- _To do_: Please copy out every line in the entries that includes the word "shirt".

*** Opening Material provided ***

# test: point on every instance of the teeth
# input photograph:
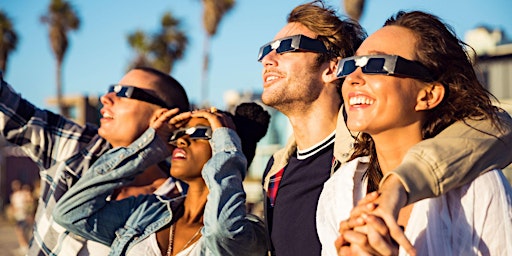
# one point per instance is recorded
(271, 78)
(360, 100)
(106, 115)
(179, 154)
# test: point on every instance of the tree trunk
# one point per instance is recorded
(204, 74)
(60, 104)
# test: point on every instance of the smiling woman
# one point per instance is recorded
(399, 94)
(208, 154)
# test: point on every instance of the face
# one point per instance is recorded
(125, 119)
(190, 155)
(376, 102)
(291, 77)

*** Closing Material provided ***
*** Opening Material provided ***

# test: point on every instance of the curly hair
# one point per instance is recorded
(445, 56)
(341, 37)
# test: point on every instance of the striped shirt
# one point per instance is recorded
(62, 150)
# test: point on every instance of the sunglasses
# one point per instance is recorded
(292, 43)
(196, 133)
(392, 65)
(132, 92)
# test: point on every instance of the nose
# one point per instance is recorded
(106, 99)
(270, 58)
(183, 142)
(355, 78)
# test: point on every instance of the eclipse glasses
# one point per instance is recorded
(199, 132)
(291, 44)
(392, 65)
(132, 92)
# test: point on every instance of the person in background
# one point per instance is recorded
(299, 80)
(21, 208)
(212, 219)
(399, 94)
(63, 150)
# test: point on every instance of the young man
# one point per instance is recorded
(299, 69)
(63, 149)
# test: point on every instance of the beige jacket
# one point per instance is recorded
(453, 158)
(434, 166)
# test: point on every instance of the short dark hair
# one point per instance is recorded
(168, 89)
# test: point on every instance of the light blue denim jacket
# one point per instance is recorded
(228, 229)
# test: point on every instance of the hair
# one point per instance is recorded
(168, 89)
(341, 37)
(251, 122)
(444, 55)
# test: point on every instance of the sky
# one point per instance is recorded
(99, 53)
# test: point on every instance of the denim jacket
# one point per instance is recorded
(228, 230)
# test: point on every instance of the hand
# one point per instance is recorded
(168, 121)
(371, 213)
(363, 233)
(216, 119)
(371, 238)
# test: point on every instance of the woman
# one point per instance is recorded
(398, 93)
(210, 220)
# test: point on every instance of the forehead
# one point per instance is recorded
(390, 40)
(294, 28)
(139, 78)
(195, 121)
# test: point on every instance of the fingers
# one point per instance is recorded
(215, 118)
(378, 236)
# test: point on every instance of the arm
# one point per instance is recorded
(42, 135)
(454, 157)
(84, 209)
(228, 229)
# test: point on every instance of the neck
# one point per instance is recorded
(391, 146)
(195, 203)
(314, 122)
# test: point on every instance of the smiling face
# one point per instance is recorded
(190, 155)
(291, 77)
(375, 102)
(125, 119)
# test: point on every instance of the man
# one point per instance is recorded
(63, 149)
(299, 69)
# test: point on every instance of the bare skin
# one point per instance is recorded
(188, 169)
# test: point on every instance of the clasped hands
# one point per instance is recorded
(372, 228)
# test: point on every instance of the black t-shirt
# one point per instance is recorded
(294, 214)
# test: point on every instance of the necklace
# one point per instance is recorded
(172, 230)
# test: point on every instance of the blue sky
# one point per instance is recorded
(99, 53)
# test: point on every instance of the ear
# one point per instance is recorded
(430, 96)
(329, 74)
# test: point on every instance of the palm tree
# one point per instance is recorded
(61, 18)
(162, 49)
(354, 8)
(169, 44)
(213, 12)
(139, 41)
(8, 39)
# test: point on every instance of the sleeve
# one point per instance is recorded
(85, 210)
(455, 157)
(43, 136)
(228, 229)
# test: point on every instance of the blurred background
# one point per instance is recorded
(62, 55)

*** Closing Material provided ***

- _Solved problem_:
# test: point on every instance of the striped shirt
# test: point on every instance of the black t-shirt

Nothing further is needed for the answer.